Records from a dataset

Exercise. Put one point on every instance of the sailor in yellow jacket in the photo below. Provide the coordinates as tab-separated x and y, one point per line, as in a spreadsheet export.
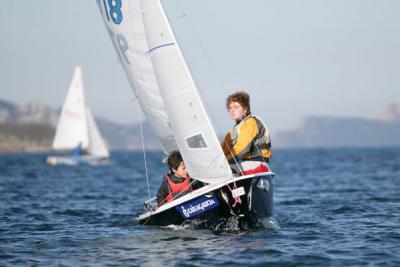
249	139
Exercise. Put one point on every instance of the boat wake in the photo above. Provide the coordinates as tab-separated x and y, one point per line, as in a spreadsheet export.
231	225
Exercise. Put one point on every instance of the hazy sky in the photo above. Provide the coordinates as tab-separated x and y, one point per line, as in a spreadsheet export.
295	58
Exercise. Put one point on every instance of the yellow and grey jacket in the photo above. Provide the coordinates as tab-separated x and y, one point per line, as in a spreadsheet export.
248	140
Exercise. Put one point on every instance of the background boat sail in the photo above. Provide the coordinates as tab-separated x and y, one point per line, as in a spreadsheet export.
76	126
158	74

*ABOUT THIS EXERCISE*. Only the lines from the one containing "Exercise. Put one point on every instance of the yellow" through the final line of the records above should be printed, exactly as they stand.

*SOLUTION FOR THIS EXERCISE*.
Exercise. Put one point on every instance of the yellow and grey jacket in the photo above. Provide the coordinates as tab-separated x and y, one point per line, as in a spreadsheet export.
248	140
Exercise. Put one point on every instance of the background boat sail in the photo above. Provide the coordinates as tab-separated x and y, one point per line, as in a spreadsheet export.
76	126
158	74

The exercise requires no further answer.